## Tasks
A - Say whether each statement agrees with the passage below about the prospector. Answer yes or no, quoting the deciding words. (i) He was 29 in 1876 when he went to Southeast Arizona. (ii) The scout Al Sieber encouraged him to head into Apacheria. (iii) His clothing was made from a single material.
B - Use the passage below about the prospector to answer these questions.
(i) How tall was he, according to the description of his appearance?
(ii) In what year did he strike out into the heart of Apacheria?
(iii) What amount did his stake net him and his brother Al?

Schlieffen was the prospector’s prospector. He was 29 in 1876, when he ventured to Southeast Arizona, the most dangerous frontier in North America. He had a full decade of nothing but failure behind him, from Oregon to Idaho, California, to Nevada, to Ne Mexico, and now Arizona.
He looked like a creature from a Cormac McCarthy novel, looming up out of the desert like an apparition, as recorded by one David P. Lansing of Phoenix, Arizona:
Schieffelin was “about the strangest specimen of human flesh I ever saw. He was 6 feet 2 inches tall and had black hair that hung several inches below his shoulder and a beard that had not been trimmed or combed for so long a time that it was a mass of unkempt knots and mats. He wore clothing pieced and patched from deerskins, corduroy and flannel, and his hat was originally a slouch hat that had been pieced with rabbit skin until very little of the original felt remained.”
Schleiffen wasn’t simply poking around in the desert. He had, as yet, failed to find his treasure, but he had a very good practical understanding of geology and knew what he was doing. He had determined to quit chasing other men’s rumors and trust his own knowledge and instinct — which were pointing him into very dangerous territory. When he struck out into the heart of Apacheria in 1877, people — including the scout Al Sieber — told him he’d find nothing but his tombstone. So, when he found the richest shelf of silver in the territory, he naturally named his strike Tombstone. His stake in what became several highly productive mines ultimately netted him and his brother Al $600,000+, the equivalent of something between $10 million and $20 million in 2021 dollars. He was a very rich and famous man. And he could afford a pretty swanky rifle with a fine, nicely figured walnut stock.

## Extracted records
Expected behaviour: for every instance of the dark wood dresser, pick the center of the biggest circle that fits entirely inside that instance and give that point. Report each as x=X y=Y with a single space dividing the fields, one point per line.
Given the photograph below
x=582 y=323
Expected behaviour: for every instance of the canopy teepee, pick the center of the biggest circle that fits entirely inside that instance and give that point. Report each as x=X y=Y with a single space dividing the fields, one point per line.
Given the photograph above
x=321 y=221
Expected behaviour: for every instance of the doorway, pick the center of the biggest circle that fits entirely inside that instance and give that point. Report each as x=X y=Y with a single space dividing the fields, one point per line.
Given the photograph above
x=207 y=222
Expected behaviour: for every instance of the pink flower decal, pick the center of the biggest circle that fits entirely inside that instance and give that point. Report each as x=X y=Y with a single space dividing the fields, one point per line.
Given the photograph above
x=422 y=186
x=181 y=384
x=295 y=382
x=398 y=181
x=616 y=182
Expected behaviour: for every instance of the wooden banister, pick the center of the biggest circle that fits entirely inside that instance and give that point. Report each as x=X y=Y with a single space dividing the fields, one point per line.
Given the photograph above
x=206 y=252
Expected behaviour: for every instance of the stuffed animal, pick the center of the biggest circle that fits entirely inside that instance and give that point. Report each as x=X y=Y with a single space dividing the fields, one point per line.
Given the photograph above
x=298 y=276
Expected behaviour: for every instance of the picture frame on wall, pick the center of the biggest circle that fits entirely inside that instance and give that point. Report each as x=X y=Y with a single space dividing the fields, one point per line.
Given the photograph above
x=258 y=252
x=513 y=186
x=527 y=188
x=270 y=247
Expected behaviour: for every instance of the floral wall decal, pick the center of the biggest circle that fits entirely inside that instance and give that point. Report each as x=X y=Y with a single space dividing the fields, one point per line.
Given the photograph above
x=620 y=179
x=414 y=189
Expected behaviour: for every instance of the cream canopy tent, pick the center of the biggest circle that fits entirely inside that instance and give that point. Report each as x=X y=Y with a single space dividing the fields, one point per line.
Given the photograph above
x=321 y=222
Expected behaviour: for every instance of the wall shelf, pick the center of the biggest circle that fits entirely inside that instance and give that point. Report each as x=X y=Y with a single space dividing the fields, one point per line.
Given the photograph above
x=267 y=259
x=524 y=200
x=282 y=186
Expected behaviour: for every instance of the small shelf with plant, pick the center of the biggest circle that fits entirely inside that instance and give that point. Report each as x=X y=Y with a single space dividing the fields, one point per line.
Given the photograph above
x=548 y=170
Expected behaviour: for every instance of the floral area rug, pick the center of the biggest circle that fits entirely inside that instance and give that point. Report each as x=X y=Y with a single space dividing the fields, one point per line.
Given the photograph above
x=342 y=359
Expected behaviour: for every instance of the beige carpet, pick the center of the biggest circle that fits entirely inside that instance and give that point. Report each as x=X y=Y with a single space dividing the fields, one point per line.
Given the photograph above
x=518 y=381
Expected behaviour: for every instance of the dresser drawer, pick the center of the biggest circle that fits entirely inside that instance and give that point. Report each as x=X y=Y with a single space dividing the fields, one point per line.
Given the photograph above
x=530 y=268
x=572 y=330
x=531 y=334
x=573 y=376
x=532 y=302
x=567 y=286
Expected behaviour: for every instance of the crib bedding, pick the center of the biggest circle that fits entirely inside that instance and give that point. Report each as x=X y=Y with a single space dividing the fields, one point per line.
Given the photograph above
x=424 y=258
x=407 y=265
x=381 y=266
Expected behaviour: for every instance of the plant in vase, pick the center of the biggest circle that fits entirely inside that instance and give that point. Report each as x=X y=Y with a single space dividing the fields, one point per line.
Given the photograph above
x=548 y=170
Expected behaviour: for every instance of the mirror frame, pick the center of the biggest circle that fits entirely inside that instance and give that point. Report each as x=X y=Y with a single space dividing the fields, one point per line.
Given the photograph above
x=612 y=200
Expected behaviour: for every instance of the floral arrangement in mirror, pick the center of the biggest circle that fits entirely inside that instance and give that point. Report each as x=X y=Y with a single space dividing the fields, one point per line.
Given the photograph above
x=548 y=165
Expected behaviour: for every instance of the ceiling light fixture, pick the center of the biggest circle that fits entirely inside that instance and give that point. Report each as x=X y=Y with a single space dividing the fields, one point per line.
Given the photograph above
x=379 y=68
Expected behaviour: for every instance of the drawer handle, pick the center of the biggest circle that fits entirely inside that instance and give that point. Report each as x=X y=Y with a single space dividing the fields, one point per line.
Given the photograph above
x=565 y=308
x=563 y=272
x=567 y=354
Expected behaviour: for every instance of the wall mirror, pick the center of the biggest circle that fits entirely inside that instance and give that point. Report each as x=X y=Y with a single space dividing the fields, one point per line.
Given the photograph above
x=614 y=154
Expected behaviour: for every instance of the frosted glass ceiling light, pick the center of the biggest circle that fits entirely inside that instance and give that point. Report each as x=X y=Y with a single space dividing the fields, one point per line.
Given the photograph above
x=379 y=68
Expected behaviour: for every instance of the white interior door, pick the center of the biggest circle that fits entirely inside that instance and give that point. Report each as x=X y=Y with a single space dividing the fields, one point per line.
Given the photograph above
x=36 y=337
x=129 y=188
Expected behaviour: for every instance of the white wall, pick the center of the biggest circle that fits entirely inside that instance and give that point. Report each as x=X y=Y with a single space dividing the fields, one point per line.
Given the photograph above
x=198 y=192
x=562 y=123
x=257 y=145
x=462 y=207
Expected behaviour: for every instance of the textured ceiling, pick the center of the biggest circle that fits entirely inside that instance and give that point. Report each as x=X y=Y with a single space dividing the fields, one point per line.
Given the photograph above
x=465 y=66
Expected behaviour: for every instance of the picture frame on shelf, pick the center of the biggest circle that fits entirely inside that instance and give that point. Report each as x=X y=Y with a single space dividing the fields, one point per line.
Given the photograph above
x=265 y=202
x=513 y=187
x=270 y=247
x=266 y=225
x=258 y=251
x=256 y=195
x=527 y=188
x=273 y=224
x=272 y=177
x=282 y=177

## Expected outputs
A -
(i) Yes: "He was 29 in 1876, when he ventured to Southeast Arizona"
(ii) No: "people — including the scout Al Sieber — told him he’d find nothing but his tombstone"
(iii) No: "He wore clothing pieced and patched from deerskins, corduroy and flannel"

B -
(i) 6 feet 2 inches
(ii) 1877
(iii) $600,000+